Estas penas, dice San Buenaventura, se deben imaginar debajo de
algunas figuras y semejanzas corporales que los santos nos enseñaron.
Por lo cual será cosa conveniente imaginar el lugar del infierno
(según él mismo dice) como un lago obscuro y tenebroso, puesto
debajo de la tierra, o como un pozo profundísimo lleno de fuego, o
como una ciudad espantable y tenebrosa, que toda arde en vivas llamas,
en la cual no suena otra cosa sino voces y gemidos de atormentadores y
atormentados, con perpetuo llanto y crujir de dientes.
Pues en este malaventurado lugar se padecen dos penas principales: la
una que llaman de sentido y la otra de daño. Y cuanto a la primera,
piensa cómo no habrá allí sentido alguno dentro ni fuera de ánima
que no esté penando con su propio tormento, porque así como los malos
ofendieron a Dios con todos sus miembros y sentidos y de todos hicieron
armas para servir al pecado, así ordenará el que cada uno de ellos
pene con su propio tormento y pague su merecido. Allí los ojos
adúlteros y deshonestos padecerán con la visión horrible de los
demonios. Allí las orejas que se dieron a oír mentiras y palabras
torpes, oirán perpetuas blasfemias y gemidos. Allí las narices
amadoras de perfumes y olores sensuales, serán . llenas de
intolerable hedor. Allí el gusto que se regalaba con diversos
manjares y golosinas, será atormentado con rabiosa hambre y sed.
Allí la lengua murmuradora y blasfema será amargada con hiel de
dragones. Allí el tacto amador de regalos y blanduras, andará
nadando en aquellas heladas, dice Job, del río Cocyto
(Job.21,33), y entre los ardores y llamas del fuego. Allí
la imaginación padecerá con la aprensión de los dolores presentes;
la memoria, con la recordación de los placeres pasados; el
entendimiento, con la representación de los males venideros, y la
voluntad, con grandísimas iras y rabias que los malos tendrán contra
Dios. Finalmente, allí se hallarán en uno todos los males y
tormentos que se pueden pensar, porque, como dice San Gregorio,
allí habrá frío que no se pueda sufrir, fuego que no se pueda
apagar, gusano inmortal, hedor intolerable, tinieblas palpables,
azotes de atormentadores, visión de demonios, confusión de pecados y
desesperación de todos los bienes. Pues dime ahora: si el menor de
todos estos males que hay acá se padeciese por muy pequeño espacio de
tiempo, sería tan recio de llevar, ¿qué será padecer allí en un
mismo tiempo toda esta muche dumbre de males en todos los miembros y
sentidos interiores y exteriores, y esto no por espacio de una noche
sola, ni de mil, sino de una eternidad infinita? ¿Qué sentidos?
¿Qué palabras? ¿Qué juicio hay en el mundo que pueda sentir ni
encarecer esto como es?

==================================================

**QUÉ HACER:**
Según el fragmento sobre las penas del infierno, ¿cuáles son las dos penas principales que se sufren en ese lugar? El listado de abajo es material aparte del fragmento.

**DATOS APORTADOS:**
==================================================

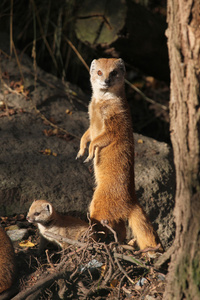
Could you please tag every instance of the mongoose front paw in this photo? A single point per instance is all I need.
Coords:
(79, 154)
(88, 159)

==================================================

**RESPUESTA:**
La pena de sentido y la pena de daño.